◆ REQUIRED WORK ◆
a: In the statistics passage, what test is given as an example of a non-parametric test?
b: The statistics passage says that with non-parametric distributions, differences on an attribute may be derived across certain things. List all of them.
c: Decide whether each statement agrees with the statistics passage. Answer yes or no, and quote the words that decide it.
(i) With a parametric distribution, all later analysis relies on the assumption made about how the data is distributed.
(ii) Non-parametric distributions require interval level measurement.
(iii) Sampling is used because including every member of the population is almost impossible.

◆ PASSAGE TO READ ◆

· · · · ·

Definitions

Parametric Distribution: A parametric distribution is used in statistics when an assumption is made of the way the underlying data is distributed. An example would be when a variable is assumed to be normally distributed. All subsequent analysis will then rely on this assumption. The parameters associated with this assumption like mean and standard deviation also contribute to the analysis.

Non-Parametric Distribution: This class of distributions is used in cases where assumptions about the pattern or form of the underlying probability distribution from which the data are drawn are not needed. Typically these are used in cases where an attribute of the population needs description; its relationship with another attribute needs to be determined and/or differences on that attribute across population, time or related constructs needs to be derived without an underlying population being distributed in a certain form or requiring interval level measurement. An example of this type of test is the Wilcoxon rank-sum test.

This applies to situations where very weak assumptions have been made about the actual form of the distribution of observations.

Applications

In the field of statistics sampling is most commonly used as it is almost impossible to include each and every member of the population under consideration. A population typically is composed of a very large number of observations.

· · · · ·

◆ INFORMATION GIVEN ◆
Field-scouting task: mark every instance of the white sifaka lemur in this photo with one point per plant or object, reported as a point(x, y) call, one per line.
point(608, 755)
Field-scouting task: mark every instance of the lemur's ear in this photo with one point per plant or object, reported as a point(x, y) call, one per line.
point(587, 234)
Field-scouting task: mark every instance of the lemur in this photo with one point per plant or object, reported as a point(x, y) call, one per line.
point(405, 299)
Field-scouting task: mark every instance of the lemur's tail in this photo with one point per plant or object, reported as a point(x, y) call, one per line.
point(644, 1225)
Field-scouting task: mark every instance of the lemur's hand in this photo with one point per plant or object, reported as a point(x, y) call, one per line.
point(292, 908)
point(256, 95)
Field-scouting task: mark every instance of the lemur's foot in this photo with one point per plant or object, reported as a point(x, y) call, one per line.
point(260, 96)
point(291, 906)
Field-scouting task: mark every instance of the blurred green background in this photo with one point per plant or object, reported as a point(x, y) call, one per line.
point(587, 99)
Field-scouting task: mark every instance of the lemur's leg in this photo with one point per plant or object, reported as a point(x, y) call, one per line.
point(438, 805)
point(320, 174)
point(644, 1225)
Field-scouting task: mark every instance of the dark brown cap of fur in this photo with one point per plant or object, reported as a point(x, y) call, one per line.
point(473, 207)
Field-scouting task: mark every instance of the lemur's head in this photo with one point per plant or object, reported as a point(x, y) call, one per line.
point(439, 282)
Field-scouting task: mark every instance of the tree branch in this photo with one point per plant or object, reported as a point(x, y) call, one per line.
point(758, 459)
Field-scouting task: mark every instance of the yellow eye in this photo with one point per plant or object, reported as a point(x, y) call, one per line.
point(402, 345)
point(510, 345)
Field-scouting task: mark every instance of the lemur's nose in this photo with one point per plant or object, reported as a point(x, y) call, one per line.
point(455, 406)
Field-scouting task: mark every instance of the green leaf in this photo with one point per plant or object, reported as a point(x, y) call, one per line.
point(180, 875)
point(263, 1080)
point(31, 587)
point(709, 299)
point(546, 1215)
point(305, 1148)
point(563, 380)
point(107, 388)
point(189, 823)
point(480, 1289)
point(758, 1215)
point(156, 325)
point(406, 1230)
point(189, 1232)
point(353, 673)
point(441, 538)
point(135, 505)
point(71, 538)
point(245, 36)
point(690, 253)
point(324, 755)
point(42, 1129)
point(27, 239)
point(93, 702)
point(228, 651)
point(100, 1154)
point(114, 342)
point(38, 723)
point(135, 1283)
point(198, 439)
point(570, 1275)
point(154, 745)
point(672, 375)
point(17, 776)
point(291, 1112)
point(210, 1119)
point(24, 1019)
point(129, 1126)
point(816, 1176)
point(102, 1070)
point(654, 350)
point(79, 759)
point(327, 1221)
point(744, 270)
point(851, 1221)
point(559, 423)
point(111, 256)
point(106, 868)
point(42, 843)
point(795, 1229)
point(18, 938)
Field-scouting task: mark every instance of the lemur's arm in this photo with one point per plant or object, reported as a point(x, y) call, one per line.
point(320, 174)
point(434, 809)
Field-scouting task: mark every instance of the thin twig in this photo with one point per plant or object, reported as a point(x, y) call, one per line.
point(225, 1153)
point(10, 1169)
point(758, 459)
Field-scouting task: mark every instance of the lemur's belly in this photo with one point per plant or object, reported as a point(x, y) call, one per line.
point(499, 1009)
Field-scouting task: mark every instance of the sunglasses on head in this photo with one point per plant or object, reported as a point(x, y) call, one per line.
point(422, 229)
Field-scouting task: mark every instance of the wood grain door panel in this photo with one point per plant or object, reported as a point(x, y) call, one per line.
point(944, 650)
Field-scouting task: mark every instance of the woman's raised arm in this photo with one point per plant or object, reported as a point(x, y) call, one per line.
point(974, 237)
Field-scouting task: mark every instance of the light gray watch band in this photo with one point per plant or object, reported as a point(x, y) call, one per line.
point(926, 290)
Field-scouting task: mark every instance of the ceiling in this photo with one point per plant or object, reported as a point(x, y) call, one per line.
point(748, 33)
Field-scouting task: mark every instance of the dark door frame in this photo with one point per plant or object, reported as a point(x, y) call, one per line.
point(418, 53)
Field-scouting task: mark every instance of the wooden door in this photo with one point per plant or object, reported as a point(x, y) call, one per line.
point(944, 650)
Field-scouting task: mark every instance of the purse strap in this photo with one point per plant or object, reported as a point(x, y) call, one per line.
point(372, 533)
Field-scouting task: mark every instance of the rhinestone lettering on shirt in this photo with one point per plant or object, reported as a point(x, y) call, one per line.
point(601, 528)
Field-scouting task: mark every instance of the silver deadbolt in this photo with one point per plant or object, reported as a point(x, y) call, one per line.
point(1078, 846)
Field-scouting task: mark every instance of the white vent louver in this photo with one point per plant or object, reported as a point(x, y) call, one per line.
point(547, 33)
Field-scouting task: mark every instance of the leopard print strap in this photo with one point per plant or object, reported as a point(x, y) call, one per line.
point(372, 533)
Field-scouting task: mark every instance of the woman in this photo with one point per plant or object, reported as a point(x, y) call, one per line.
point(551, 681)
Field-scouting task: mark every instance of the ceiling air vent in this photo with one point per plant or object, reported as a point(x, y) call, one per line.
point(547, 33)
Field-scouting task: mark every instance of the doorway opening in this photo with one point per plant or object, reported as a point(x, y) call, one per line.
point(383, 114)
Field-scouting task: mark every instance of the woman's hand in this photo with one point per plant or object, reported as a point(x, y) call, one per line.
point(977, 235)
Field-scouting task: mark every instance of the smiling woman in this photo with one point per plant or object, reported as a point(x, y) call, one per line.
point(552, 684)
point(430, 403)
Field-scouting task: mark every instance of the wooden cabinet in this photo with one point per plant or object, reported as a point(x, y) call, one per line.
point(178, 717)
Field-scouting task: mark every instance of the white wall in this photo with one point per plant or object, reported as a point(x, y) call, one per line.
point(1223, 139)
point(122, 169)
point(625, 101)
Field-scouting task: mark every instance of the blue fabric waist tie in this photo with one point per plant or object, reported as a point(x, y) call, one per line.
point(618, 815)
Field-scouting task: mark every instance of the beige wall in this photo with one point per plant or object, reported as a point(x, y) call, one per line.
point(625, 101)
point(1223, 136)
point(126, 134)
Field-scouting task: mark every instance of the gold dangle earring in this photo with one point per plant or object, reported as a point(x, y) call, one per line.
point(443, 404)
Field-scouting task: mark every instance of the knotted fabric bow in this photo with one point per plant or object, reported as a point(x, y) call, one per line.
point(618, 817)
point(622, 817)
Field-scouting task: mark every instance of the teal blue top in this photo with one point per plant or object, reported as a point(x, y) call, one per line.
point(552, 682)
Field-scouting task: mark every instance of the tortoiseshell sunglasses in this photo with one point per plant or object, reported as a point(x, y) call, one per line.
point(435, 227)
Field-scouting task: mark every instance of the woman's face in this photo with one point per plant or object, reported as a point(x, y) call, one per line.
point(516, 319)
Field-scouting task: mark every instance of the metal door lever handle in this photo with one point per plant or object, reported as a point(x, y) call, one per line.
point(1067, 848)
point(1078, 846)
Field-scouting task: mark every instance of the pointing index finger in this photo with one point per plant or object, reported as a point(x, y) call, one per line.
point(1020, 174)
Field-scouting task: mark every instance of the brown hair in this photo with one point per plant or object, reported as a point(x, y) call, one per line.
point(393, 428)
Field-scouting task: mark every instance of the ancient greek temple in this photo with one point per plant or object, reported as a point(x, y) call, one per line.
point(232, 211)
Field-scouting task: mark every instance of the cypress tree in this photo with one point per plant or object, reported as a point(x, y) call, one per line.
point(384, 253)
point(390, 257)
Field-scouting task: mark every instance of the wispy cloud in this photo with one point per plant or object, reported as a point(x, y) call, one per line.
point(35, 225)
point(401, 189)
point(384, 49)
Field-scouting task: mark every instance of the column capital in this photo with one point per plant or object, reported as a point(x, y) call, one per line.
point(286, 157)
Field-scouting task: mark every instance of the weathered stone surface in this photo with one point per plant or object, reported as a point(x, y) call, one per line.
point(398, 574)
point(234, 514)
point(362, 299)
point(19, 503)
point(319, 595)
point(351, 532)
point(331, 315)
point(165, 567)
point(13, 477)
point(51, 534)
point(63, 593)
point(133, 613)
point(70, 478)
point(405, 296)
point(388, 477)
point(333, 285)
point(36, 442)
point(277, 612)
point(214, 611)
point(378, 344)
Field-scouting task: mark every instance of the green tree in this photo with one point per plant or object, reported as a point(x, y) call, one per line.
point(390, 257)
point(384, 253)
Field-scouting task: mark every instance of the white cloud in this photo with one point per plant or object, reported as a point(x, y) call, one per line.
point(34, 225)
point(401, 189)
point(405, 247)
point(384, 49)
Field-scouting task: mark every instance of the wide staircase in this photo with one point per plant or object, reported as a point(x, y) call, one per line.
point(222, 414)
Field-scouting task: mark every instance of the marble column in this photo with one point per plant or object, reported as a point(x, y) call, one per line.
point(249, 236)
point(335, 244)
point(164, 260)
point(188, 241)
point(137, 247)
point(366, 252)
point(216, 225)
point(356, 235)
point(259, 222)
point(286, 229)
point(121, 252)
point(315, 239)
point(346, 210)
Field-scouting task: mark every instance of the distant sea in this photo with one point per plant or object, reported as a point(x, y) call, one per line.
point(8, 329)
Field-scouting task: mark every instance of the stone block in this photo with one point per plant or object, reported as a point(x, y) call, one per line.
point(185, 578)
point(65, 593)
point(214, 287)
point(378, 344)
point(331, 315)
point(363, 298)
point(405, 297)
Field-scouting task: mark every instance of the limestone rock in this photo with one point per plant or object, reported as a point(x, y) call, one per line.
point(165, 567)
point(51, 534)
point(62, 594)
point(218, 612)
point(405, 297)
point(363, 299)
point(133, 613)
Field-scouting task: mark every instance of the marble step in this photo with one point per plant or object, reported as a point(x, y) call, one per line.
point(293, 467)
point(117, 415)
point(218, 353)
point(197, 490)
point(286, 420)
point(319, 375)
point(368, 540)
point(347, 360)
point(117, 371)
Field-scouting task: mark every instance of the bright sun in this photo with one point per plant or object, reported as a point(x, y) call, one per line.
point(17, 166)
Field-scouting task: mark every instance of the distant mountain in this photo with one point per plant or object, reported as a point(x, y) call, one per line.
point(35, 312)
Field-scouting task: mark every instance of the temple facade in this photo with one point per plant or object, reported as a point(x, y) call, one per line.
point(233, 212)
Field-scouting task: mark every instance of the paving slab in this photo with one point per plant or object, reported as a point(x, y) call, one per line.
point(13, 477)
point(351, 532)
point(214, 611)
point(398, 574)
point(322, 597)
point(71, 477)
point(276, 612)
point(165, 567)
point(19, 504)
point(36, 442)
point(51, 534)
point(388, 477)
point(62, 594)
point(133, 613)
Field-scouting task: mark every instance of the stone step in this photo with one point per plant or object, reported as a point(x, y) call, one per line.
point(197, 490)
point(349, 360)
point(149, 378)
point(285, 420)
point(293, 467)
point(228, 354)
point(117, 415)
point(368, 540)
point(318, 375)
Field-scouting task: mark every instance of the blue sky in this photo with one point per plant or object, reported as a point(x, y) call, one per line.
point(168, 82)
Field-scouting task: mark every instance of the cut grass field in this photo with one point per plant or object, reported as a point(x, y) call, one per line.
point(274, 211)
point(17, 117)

· · · · ·

◆ SET OF ANSWERS ◆
a: The Wilcoxon rank-sum test.

b: Population, time, related constructs

c:
(i) Yes: "All subsequent analysis will then rely on this assumption."
(ii) No: "without an underlying population being distributed in a certain form or requiring interval level measurement"
(iii) Yes: "as it is almost impossible to include each and every member of the population under consideration"